▸ **STUDY TEXT**:
Drivers are being handed almost 20,000 parking fines every day as councils scramble to replenish depleted coffers in the wake of the pandemic.
The average number of daily parking tickets issued by local authorities has risen by 12pc from 17,500 in 2021 to 19,631 in the first six months of last year, according to analysis by Churchill Motor Insurance.
Fines have surged by more than a third compared with the 14,426 issued each day in 2020, when successive lockdowns meant fewer cars on the road.
Parking fines can cost up to £70 outside of London and up to £130 inside the capital, with consumer rights campaigners warning motorists were “easy targets” for councils short on cash.
Parking fines brought in an average revenue of £777,287 each day for councils in the first half of last year – £35,113 more than the average in 2021. The data was collected by Freedom of Information requests sent to local authorities in October, to which 230 councils responded.
Scott Dixon, of consumer service The Complaints Resolver, said: “Councils are looking to boost revenues after their coffers took a hit during the pandemic and motorists are easy targets.
“It’s a money making racket. Motorists are seen as soft targets and councils are playing a percentage game knowing that most drivers don’t feel confident enough to appeal tickets. It’s grossly unfair and if drivers feel a ticket is unfair then they must push back and appeal.”

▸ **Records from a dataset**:
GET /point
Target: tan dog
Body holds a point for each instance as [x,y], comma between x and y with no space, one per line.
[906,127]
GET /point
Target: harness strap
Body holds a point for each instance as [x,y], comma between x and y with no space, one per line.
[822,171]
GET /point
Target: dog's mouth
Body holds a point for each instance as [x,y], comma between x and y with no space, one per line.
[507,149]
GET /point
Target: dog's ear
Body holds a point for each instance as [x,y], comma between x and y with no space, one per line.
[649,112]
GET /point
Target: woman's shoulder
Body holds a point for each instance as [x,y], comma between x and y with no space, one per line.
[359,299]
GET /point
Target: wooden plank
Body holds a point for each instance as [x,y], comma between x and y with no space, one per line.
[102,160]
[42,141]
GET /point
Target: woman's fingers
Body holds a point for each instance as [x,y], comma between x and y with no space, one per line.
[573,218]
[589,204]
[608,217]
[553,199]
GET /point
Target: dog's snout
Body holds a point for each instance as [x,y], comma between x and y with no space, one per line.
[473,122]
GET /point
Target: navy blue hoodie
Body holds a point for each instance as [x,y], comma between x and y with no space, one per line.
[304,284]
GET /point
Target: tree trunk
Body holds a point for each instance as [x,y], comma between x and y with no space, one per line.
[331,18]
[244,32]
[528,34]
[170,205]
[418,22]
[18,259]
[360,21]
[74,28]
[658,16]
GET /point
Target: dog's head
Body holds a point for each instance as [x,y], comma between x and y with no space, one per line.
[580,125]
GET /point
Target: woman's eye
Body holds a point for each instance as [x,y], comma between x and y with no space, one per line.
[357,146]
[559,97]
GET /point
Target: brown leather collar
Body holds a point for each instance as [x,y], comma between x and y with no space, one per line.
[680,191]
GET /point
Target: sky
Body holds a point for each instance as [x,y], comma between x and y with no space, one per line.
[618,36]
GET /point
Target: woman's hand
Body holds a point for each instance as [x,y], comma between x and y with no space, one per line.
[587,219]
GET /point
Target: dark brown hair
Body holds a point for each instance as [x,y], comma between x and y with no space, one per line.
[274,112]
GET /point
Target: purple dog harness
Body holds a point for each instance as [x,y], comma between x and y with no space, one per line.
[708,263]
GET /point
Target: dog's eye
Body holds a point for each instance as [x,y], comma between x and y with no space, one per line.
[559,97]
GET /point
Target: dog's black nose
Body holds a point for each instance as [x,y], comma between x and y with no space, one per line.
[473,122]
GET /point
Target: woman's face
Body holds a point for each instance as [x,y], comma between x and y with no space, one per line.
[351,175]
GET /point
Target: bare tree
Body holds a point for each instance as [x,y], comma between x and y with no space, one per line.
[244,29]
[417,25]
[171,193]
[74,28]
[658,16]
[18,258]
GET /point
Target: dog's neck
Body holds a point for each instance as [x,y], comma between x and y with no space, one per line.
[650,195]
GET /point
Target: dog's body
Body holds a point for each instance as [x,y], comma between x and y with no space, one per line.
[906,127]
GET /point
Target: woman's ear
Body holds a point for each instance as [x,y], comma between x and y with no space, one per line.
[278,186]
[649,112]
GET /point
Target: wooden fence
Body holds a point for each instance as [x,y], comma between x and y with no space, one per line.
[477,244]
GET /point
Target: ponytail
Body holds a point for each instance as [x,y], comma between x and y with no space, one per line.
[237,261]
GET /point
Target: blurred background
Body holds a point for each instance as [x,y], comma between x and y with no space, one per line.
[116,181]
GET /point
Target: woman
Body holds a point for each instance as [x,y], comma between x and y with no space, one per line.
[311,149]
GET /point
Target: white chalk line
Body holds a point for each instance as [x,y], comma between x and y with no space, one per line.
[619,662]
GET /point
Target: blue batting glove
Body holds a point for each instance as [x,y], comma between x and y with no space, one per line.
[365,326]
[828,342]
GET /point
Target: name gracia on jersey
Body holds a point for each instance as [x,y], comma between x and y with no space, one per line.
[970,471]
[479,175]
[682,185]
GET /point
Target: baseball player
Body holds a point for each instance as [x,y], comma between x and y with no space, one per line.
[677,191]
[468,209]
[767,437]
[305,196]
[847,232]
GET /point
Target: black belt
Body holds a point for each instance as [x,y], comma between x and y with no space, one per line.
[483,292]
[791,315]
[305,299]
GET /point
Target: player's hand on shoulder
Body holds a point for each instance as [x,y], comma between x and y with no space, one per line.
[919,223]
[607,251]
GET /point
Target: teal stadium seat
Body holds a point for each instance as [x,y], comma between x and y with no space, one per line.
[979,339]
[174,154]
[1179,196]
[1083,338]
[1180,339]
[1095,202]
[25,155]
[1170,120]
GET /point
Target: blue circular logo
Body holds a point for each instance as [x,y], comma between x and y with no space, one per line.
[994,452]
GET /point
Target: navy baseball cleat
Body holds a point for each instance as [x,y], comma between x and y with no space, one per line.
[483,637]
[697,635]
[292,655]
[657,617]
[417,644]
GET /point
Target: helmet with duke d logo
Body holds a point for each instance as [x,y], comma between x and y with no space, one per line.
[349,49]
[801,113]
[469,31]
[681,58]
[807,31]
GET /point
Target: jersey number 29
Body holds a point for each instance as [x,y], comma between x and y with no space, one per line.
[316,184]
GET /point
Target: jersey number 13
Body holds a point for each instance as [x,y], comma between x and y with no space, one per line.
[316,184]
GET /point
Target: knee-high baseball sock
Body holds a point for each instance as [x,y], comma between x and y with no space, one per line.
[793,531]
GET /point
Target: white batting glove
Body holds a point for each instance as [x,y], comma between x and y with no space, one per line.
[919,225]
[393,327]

▸ **WORK REQUEST**: Print the passage of the parking fines article from "Drivers are being" up to and including "Churchill Motor Insurance.", copied word for word.

▸ **RESPONSE**:
Drivers are being handed almost 20,000 parking fines every day as councils scramble to replenish depleted coffers in the wake of the pandemic.
The average number of daily parking tickets issued by local authorities has risen by 12pc from 17,500 in 2021 to 19,631 in the first six months of last year, according to analysis by Churchill Motor Insurance.